DEIN AUFTRAG: Schreib den Text über den Fachkräftemangel in Deutschland im Anschluss an seinen letzten Satz weiter.

Deutschland leidet unter einem Mangel qualifizierter Fachkräfte, glaubt man der medialen Aufbereitung. Die Wahrheit ist, zahlreiche Branchen kämpfen gegen gravierende Engpässe. Aktuell stehen Unternehmen im Gesundheitsbereich sowie in der Pflege besonders unter Druck, das richtige Personal für offene Positionen zu gewinnen. Wie die Prognosen aussehen, welche Ursachen der Fachkräftemangel in der Pflege und anderen Berufsgruppen hat und warum bestimmte Maßnahmen für langfristige Lösungen wichtig sind, lesen Sie jetzt.
Ein Fachkräftemangel in Berufen liegt vor, sobald die Nachfrage gewisser fachlich ausgebildeter Arbeitskräfte weitgehend ungedeckt bleibt, und zwar für einen längeren Zeitraum und regional unabhängig. Ein konstanter Fachkräftemangel in Deutschland kann sich langfristig auf die gesamte Volkswirtschaft auswirken und zwingt Unternehmen dazu, durch flexible Arbeitsverhältnisse auf vereinzelte Engpässe zu reagieren. Um als Fachkraft zu gelten, muss man in Deutschland entweder eine zweijährige Berufsausbildung oder ein anerkanntes Studium erfolgreich absolviert haben.

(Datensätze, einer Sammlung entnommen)

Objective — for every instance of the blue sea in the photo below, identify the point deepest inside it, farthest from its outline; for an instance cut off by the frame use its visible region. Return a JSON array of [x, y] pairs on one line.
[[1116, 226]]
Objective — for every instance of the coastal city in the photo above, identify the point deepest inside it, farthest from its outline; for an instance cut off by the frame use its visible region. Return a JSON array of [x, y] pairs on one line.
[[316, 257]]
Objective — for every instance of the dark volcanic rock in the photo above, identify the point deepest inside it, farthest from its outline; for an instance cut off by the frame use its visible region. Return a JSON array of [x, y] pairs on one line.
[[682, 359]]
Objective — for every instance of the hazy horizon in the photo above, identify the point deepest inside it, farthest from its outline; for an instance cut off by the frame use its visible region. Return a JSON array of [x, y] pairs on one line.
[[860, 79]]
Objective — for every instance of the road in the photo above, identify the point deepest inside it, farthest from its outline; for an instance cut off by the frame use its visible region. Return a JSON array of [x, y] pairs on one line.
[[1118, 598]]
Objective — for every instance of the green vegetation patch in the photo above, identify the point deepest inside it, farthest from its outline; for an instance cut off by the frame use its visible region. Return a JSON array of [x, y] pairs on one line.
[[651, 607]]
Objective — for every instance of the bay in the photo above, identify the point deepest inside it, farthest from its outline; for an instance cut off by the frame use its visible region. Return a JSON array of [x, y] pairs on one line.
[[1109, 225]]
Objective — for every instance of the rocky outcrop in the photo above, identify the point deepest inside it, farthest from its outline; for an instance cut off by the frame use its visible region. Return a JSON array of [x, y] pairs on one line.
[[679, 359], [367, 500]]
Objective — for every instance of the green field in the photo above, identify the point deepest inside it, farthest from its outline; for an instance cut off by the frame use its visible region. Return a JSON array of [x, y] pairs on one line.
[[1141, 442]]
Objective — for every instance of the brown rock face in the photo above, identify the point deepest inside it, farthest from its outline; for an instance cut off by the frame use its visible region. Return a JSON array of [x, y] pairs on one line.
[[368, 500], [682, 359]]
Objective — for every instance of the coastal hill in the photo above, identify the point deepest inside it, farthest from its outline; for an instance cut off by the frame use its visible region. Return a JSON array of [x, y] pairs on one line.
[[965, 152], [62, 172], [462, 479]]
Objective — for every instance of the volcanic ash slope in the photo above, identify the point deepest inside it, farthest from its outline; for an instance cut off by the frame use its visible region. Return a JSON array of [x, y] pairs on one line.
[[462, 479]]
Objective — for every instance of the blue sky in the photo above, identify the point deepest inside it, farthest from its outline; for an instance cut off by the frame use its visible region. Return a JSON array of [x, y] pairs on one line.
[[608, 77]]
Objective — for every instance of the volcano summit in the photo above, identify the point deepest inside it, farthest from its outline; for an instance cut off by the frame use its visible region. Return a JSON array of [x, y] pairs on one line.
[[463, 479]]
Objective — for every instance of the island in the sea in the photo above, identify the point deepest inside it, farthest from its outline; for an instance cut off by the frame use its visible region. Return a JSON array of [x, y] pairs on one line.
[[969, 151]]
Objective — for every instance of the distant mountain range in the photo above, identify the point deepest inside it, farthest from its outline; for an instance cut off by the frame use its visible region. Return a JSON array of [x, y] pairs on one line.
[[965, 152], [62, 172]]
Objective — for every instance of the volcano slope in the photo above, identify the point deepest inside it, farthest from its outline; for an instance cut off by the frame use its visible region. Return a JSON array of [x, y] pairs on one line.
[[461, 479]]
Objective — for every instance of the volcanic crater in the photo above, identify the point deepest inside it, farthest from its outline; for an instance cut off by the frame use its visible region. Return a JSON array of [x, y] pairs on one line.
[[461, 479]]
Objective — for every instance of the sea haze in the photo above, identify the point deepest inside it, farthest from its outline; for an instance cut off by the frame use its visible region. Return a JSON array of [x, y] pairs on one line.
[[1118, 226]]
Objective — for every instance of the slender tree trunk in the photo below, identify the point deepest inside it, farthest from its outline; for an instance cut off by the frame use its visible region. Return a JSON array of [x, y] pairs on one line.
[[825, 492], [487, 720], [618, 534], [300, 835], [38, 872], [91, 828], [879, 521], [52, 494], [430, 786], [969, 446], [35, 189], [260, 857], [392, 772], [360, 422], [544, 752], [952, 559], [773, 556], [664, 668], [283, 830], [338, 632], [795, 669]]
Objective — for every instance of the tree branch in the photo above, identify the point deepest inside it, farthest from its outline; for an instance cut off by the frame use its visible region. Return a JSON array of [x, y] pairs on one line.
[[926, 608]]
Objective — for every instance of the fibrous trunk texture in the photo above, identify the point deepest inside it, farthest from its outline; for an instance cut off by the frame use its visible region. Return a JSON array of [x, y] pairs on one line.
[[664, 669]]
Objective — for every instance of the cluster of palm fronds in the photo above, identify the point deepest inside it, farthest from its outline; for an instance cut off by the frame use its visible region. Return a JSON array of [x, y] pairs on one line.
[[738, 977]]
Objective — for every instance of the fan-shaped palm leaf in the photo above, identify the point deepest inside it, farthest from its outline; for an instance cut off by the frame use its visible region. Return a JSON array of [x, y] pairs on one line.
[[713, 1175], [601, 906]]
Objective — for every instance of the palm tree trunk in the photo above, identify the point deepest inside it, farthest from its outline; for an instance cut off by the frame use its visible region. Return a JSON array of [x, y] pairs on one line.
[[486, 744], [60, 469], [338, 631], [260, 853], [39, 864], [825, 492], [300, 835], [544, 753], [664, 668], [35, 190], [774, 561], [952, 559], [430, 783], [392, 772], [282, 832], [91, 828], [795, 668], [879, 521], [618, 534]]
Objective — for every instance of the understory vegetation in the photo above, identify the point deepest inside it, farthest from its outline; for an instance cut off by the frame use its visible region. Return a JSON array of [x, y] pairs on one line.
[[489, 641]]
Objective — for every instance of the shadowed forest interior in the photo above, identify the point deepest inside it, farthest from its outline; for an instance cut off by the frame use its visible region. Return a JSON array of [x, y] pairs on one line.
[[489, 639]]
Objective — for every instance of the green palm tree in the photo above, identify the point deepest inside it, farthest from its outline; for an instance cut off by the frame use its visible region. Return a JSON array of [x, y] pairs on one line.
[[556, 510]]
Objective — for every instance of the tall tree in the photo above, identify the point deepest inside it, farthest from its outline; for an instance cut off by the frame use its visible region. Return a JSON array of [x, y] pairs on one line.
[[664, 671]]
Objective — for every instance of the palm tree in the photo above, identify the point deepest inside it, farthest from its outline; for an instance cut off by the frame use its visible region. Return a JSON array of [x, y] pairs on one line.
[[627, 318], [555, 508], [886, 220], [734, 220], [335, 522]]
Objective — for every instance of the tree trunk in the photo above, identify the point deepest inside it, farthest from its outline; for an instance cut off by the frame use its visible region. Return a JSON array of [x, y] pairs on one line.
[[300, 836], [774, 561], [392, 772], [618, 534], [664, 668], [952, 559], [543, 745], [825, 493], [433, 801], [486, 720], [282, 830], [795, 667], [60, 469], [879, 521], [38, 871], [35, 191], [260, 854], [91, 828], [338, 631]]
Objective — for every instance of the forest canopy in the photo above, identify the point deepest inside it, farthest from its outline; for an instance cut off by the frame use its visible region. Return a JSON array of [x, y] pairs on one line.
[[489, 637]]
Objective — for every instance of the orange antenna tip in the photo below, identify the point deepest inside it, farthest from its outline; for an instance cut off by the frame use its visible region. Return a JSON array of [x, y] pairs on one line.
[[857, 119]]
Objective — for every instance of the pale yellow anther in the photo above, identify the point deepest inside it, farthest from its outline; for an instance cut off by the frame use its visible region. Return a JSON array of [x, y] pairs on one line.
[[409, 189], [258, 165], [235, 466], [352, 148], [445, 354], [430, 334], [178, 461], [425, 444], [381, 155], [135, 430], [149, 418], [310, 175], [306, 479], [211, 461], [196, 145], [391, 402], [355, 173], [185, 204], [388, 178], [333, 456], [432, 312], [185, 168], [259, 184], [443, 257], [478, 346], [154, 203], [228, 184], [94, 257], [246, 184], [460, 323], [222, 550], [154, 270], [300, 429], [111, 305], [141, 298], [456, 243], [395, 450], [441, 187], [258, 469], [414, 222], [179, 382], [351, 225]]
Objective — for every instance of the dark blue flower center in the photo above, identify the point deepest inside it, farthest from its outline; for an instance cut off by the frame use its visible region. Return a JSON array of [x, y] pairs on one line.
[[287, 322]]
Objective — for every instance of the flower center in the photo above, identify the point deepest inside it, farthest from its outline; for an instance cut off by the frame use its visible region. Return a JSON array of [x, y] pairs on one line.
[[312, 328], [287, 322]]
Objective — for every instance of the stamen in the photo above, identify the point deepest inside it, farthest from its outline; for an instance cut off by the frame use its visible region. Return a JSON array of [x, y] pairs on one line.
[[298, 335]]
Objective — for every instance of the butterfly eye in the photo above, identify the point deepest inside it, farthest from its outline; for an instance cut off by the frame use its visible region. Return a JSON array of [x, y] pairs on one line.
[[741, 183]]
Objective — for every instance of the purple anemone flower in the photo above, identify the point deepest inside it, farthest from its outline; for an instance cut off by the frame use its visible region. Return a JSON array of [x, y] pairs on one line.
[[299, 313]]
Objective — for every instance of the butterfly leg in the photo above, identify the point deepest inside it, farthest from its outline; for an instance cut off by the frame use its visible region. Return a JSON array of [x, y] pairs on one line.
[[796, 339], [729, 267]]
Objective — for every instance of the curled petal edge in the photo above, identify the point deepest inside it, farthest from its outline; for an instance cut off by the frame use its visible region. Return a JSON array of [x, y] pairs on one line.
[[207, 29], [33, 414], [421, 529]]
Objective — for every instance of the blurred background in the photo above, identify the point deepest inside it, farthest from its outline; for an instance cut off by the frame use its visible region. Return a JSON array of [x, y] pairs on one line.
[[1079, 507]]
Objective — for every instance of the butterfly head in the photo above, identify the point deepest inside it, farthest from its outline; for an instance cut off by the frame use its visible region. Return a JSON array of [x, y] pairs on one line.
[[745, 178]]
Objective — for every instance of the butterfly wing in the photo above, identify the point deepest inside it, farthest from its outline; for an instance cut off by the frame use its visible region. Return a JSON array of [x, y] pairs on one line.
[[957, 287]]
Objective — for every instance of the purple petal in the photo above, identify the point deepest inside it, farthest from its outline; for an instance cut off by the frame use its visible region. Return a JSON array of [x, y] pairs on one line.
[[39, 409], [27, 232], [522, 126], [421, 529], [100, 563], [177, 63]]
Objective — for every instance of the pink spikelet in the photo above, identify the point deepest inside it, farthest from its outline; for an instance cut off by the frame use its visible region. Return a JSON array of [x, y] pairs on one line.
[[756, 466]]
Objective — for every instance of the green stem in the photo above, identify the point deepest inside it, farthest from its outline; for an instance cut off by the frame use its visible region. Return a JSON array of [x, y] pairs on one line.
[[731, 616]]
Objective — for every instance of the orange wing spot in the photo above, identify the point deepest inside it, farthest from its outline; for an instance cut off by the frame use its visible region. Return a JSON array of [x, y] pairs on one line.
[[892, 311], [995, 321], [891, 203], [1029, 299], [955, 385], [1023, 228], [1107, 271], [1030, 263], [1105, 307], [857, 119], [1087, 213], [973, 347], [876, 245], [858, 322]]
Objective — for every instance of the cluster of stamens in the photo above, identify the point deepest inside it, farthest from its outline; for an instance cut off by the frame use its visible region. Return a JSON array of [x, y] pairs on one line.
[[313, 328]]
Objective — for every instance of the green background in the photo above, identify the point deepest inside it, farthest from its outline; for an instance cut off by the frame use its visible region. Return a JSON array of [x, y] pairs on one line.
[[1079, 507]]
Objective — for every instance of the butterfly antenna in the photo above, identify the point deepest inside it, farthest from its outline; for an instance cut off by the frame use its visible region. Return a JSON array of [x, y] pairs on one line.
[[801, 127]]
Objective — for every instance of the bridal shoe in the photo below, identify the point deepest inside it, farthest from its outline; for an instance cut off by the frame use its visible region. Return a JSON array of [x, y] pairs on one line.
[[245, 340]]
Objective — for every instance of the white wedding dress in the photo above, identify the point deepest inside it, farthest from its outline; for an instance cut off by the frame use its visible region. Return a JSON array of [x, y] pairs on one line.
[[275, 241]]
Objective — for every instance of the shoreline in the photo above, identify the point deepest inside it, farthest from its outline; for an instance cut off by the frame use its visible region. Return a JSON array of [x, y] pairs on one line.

ERGEBNIS DER AUFGABE:
Die Bundesagentur für Arbeit definiert einen Fachkräftemangel in den Berufsgruppen, sobald die durchschnittliche Vakanzzeit um mindestens 40 Prozent über allen Berufsvakanzzeiten liegt. Ein weiteres Kriterium: Sind weniger als 300 gemeldete Arbeitssuchende pro 100 Stellen im BA-Bestand, spricht die Bundesagentur für Arbeit ebenso von einem Fachkräftemangel in Deutschland. Gleiches gilt bei der Überschreitung der durchschnittlichen Vakanzzeit von zumindest 10 Tagen gegenüber dem Referenzzeitraum des vorigen Jahres. Diese Einschätzung betrifft alle Bundesländer.
Die Frage, ob der Fachkräftemangel eine Lüge ist, hängt stark von der betreffenden Branche ab. Unternehmen sollten sich auf die neue Realität am Arbeitsmarkt frühzeitig einstellen und akzeptieren, ihre Personalpolitik neu zu ordnen. Auf der Makroebene gibt es bereits beachtliches Datenmaterial, dass unmissverständlich auf Veränderungen hinweist. So steigert sich die Zahl offener Stellen bei gleichzeitig zunehmenden Besetzungszeiten. Eine Verschärfung des Wettbewerbs ist hier klar zu erkennen. Die Faktenlagen reicht aus, um zu bestätigen, dass es in bestimmten Berufsfeldern zu Engpässen kommt. Ein regional übergreifender Fachkräftemangel in allen Berufen ist noch nicht evaluierbar. Diese Verknappung wird sich allerdings in den nächsten Jahren ausweiten und auf immer mehr Branchen übergreifen. In den Fokus gerät vor allem die demografische Entwicklung, denn mit den Babyboomern der 50er- und 60er-Jahre steht eine geburtenstarke Generation vor der Rente. Nachfolgende Jahrgänge waren mit weitaus weniger Kindern gesegnet. Eine Studie der Bertelsmann-Stiftung belegt, dass Deutschland eine jährliche Zuwanderung von 260.000 Menschen braucht, um das Arbeitskräfteangebot stabil zu halten.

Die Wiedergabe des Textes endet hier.